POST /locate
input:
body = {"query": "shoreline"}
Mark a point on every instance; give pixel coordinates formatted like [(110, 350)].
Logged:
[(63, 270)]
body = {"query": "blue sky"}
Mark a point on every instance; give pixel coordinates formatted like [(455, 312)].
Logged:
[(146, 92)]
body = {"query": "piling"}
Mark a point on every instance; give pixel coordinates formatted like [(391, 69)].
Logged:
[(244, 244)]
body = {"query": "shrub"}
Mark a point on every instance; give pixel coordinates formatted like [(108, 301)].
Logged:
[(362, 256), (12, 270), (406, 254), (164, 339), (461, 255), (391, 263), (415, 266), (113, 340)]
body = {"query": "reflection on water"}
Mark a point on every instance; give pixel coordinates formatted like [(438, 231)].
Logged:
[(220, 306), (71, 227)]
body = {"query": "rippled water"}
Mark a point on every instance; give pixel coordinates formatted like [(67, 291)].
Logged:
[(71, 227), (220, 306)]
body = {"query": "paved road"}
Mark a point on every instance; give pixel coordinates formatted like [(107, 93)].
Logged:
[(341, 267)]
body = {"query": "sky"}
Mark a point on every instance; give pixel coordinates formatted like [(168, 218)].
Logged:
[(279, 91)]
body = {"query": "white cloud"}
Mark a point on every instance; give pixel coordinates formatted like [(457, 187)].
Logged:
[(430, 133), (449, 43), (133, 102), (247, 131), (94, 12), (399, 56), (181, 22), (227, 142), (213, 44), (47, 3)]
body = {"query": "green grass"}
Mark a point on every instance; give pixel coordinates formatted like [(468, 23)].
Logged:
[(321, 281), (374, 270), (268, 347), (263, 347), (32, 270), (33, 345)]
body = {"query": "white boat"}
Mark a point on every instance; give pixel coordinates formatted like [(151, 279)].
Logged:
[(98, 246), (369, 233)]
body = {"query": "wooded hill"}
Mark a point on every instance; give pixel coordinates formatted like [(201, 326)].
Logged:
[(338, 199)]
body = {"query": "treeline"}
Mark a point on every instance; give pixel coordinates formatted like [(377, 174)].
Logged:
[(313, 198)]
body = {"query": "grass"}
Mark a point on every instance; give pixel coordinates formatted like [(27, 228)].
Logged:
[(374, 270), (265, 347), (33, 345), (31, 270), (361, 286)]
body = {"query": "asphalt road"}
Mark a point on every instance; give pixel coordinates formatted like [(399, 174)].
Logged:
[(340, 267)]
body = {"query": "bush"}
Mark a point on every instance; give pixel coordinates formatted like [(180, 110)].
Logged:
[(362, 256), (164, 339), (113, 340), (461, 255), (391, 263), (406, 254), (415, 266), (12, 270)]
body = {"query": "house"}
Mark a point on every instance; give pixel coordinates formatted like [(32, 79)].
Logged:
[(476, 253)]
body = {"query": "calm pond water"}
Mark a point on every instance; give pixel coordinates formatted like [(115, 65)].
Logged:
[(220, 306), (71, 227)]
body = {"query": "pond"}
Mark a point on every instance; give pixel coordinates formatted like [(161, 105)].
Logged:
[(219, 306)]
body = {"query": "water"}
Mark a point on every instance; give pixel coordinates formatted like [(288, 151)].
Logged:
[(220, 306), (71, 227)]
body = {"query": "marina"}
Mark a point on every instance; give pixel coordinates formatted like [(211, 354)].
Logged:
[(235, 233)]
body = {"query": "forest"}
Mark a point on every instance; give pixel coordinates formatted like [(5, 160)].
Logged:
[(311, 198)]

● WHAT YOU WILL DO: In the records above, each line with the string "road" should be copied.

● ANSWER FOR THE TASK:
body = {"query": "paved road"}
body = {"query": "asphalt road"}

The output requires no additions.